##### Entries shown

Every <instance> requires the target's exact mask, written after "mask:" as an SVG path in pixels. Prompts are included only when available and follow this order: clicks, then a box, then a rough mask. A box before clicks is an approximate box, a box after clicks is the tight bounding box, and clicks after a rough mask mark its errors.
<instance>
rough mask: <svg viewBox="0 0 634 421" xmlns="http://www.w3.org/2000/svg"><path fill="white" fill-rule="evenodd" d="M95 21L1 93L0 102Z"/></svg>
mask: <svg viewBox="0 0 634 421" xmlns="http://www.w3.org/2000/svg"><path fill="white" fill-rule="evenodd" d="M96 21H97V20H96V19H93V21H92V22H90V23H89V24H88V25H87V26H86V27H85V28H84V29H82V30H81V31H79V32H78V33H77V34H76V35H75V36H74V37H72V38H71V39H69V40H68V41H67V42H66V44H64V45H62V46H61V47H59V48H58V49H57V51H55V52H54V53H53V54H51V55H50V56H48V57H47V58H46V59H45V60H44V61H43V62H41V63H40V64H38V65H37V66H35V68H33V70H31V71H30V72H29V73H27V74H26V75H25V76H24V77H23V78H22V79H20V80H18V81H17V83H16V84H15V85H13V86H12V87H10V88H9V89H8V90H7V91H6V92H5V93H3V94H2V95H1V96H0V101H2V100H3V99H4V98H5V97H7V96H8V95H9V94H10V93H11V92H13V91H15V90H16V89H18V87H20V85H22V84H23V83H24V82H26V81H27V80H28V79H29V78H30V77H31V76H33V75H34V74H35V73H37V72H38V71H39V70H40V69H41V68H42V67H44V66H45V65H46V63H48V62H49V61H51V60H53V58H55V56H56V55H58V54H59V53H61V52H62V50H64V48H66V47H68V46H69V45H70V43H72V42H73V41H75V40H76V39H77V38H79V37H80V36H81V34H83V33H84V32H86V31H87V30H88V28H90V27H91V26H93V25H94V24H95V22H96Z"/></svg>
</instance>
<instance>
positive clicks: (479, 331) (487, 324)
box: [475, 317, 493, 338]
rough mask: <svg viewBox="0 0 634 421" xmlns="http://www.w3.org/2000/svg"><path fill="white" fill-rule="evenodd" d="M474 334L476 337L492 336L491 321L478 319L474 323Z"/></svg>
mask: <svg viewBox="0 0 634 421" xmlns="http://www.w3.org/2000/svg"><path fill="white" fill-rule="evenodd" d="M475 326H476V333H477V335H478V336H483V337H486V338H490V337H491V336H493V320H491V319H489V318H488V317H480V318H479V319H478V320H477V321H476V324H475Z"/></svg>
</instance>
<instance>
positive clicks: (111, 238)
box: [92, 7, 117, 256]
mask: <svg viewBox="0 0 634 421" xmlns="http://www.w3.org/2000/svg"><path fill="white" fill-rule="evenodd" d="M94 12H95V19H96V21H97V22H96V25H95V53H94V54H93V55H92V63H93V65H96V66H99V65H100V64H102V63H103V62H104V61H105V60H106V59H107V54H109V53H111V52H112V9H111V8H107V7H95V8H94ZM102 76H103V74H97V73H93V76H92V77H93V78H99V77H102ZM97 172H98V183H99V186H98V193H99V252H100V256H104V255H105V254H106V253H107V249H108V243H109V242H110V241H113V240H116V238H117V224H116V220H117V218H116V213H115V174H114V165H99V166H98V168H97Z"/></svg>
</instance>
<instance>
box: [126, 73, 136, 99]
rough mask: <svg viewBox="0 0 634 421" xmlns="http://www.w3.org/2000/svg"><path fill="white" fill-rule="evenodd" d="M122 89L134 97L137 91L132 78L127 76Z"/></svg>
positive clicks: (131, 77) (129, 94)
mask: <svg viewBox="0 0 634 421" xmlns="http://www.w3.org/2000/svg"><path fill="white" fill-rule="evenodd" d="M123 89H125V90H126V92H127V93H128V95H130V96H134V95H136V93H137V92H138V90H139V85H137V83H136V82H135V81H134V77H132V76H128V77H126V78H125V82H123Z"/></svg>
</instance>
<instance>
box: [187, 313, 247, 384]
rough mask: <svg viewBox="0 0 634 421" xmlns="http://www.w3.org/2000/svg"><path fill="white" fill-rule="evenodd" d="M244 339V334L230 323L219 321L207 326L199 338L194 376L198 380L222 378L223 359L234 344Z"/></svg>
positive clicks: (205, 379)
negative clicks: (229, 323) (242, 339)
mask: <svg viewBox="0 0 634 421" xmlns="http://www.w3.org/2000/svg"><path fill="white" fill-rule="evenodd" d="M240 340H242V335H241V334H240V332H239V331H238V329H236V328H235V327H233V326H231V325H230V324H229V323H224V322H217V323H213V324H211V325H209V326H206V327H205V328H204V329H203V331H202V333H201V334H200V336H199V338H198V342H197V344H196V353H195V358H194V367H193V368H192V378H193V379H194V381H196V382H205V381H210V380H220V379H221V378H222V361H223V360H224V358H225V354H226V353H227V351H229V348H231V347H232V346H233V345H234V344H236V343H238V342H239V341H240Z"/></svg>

##########

• _What to work on_: Copy out each line of the data above, exactly, if it lies between the line holding "box: [187, 313, 247, 384]" and the line holding "positive clicks: (205, 379)", inclusive; copy no other line.

• _Problem solution_:
box: [187, 313, 247, 384]
rough mask: <svg viewBox="0 0 634 421" xmlns="http://www.w3.org/2000/svg"><path fill="white" fill-rule="evenodd" d="M244 339V334L230 323L219 321L207 326L199 338L194 376L198 380L222 378L223 359L234 344Z"/></svg>
positive clicks: (205, 379)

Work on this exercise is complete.